▶ **Direction**: Convert the lines of data between the line holding "Reviewer note: every instance of the smartphone" and the line holding "pixel 161 413", inclusive, into a Markdown table with the columns Entry No. and Text. Give each line its own numbered row and omit blank lines.

(Entries from a point annotation dataset)
========================
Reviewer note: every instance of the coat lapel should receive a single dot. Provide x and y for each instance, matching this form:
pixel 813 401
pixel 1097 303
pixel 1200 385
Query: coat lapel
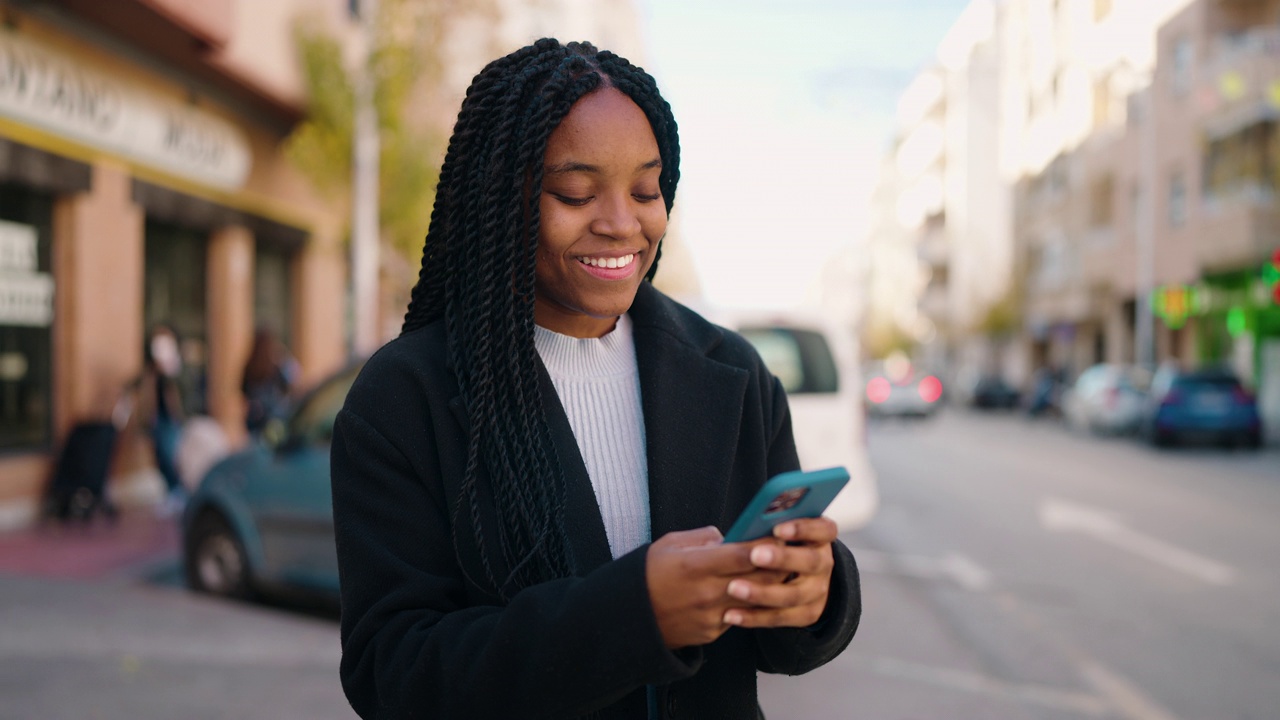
pixel 588 541
pixel 693 410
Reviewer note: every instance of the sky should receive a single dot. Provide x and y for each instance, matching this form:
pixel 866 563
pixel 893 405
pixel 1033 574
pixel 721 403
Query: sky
pixel 785 110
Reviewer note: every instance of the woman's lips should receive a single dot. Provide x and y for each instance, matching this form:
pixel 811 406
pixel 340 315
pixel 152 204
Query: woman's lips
pixel 609 268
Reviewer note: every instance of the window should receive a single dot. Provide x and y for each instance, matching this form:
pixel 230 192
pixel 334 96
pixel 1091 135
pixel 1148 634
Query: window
pixel 1102 201
pixel 1176 201
pixel 800 359
pixel 1244 162
pixel 26 318
pixel 1102 113
pixel 1183 57
pixel 272 296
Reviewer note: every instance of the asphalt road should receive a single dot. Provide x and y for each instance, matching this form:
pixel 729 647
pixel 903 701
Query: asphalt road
pixel 1015 570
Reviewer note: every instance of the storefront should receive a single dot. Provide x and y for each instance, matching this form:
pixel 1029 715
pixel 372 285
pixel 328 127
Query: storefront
pixel 133 195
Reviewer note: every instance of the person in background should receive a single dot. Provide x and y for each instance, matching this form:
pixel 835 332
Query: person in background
pixel 268 379
pixel 531 481
pixel 159 409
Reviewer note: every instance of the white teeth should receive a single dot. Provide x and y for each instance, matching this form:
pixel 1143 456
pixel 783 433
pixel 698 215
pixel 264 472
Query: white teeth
pixel 608 261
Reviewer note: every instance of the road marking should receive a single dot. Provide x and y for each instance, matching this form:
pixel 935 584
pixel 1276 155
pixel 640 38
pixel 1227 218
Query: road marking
pixel 1061 515
pixel 952 566
pixel 976 683
pixel 1124 696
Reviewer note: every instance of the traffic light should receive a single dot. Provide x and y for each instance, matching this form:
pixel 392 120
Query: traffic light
pixel 1174 304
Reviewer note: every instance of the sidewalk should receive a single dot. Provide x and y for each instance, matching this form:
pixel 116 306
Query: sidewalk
pixel 97 550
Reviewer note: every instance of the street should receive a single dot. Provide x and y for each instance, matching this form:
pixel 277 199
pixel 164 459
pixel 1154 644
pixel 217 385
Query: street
pixel 1018 572
pixel 1014 570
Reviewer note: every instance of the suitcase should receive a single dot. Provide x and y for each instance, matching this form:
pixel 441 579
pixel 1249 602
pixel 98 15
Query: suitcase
pixel 78 487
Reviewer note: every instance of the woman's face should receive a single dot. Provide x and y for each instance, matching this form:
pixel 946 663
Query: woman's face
pixel 602 215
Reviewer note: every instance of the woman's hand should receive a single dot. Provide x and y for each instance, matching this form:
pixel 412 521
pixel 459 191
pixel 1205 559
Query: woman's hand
pixel 689 574
pixel 800 550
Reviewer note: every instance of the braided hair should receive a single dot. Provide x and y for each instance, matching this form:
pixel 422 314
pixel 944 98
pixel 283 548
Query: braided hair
pixel 478 276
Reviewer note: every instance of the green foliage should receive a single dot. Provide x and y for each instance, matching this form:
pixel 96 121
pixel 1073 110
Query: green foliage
pixel 320 146
pixel 1002 318
pixel 405 64
pixel 882 337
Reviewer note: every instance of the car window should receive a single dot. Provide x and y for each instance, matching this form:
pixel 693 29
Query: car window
pixel 1207 382
pixel 800 359
pixel 314 420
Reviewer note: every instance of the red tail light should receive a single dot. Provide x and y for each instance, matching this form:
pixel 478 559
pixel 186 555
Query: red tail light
pixel 929 390
pixel 878 390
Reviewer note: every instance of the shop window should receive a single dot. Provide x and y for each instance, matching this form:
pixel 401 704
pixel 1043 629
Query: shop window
pixel 1243 163
pixel 273 296
pixel 176 295
pixel 26 319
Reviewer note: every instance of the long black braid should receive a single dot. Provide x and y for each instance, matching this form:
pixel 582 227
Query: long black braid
pixel 478 274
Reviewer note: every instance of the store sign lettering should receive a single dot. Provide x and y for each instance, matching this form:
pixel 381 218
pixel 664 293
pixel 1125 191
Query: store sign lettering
pixel 26 299
pixel 27 78
pixel 18 247
pixel 46 90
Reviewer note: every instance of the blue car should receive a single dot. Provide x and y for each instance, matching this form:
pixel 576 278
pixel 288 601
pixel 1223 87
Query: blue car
pixel 261 520
pixel 1203 405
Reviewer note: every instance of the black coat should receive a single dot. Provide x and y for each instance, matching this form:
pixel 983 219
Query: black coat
pixel 421 641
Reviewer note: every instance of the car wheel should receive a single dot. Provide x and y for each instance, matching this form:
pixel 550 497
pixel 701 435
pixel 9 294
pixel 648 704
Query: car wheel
pixel 215 559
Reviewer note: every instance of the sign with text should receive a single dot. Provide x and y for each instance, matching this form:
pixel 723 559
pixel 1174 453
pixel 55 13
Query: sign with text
pixel 18 247
pixel 55 92
pixel 26 299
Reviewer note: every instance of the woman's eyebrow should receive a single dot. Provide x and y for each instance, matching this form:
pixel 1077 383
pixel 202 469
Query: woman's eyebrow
pixel 571 167
pixel 575 167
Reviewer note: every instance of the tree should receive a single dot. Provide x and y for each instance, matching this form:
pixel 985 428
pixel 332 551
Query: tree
pixel 406 63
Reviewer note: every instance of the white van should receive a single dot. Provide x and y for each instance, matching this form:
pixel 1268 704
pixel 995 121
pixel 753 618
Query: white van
pixel 817 367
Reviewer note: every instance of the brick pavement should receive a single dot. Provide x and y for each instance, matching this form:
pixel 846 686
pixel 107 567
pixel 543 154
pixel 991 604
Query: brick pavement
pixel 100 548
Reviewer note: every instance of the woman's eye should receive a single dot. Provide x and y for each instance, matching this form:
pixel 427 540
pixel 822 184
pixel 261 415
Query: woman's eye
pixel 571 200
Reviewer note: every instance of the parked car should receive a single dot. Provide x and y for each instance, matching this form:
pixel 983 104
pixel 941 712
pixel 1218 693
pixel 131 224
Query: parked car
pixel 901 392
pixel 1107 399
pixel 1201 405
pixel 814 361
pixel 993 392
pixel 261 519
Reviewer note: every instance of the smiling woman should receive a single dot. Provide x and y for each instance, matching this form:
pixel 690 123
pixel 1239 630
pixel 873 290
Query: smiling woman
pixel 602 217
pixel 530 483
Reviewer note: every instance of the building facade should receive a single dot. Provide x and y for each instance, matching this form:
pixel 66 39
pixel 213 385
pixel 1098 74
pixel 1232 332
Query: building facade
pixel 142 181
pixel 1171 222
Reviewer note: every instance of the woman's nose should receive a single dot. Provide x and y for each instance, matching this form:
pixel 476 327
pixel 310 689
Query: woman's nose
pixel 617 218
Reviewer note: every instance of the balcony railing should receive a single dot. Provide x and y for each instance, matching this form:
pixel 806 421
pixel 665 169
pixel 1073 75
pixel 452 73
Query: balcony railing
pixel 1240 81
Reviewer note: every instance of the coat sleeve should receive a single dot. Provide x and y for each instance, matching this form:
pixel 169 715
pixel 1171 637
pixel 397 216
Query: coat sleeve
pixel 799 650
pixel 415 646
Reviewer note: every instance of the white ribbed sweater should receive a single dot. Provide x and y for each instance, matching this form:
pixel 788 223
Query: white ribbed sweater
pixel 599 387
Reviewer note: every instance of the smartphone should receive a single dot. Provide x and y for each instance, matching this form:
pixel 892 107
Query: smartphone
pixel 800 493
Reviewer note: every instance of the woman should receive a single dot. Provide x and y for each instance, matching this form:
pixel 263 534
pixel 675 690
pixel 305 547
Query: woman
pixel 266 381
pixel 530 483
pixel 161 413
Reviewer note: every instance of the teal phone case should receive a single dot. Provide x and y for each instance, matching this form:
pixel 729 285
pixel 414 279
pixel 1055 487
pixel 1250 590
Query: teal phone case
pixel 799 493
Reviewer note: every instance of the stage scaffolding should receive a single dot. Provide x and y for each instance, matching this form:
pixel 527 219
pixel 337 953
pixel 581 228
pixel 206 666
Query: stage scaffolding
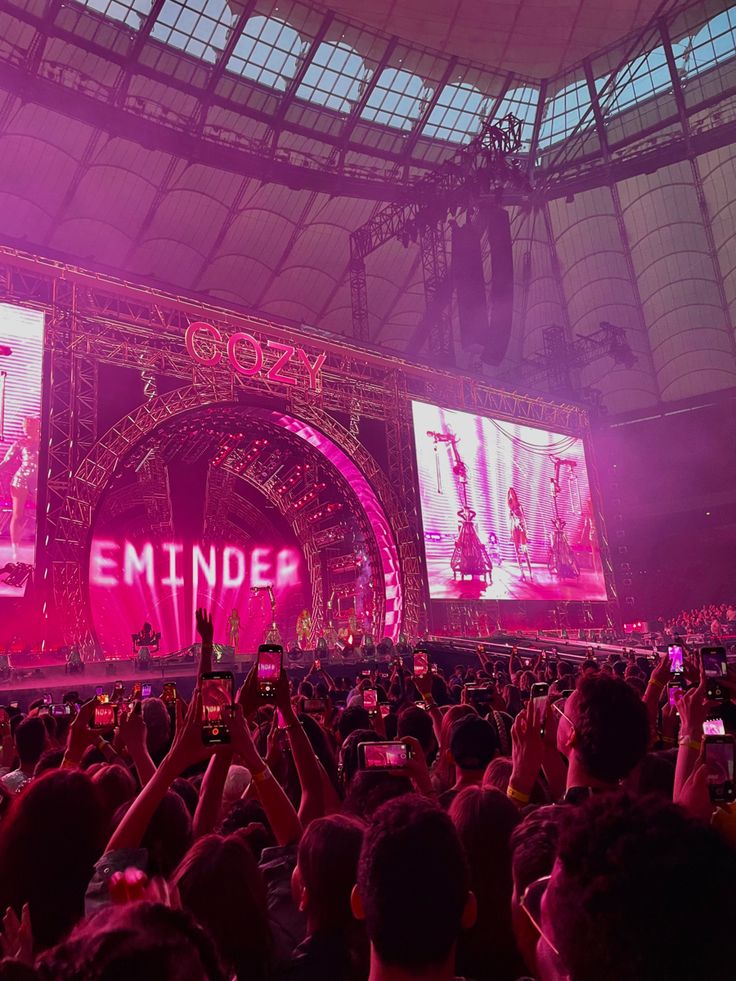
pixel 94 319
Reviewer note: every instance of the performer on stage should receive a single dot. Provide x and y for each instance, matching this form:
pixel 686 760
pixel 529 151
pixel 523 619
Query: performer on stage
pixel 233 624
pixel 304 629
pixel 24 454
pixel 517 527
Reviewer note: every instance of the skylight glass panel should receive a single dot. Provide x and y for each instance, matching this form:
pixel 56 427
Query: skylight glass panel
pixel 458 114
pixel 199 27
pixel 334 77
pixel 268 52
pixel 397 99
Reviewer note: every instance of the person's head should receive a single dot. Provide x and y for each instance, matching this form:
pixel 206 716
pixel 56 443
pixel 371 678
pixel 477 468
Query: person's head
========================
▶ **Response to this exercise**:
| Entry No. | Text |
|---|---|
| 1 | Reviewer note: every instance of the smartphone should receive a single dot. Provide x and y for each instance, matching this form: |
| 2 | pixel 892 107 |
| 3 | Query: smartphone |
| 4 | pixel 800 493 |
| 5 | Reviewer note: every instance of the woman should receive a single dot. Provide x and y for each instance, matching this form: |
| 6 | pixel 263 534 |
| 7 | pixel 675 690 |
| 8 | pixel 305 547 |
| 9 | Query: woman |
| 10 | pixel 266 381 |
| 11 | pixel 530 483 |
| 12 | pixel 161 413 |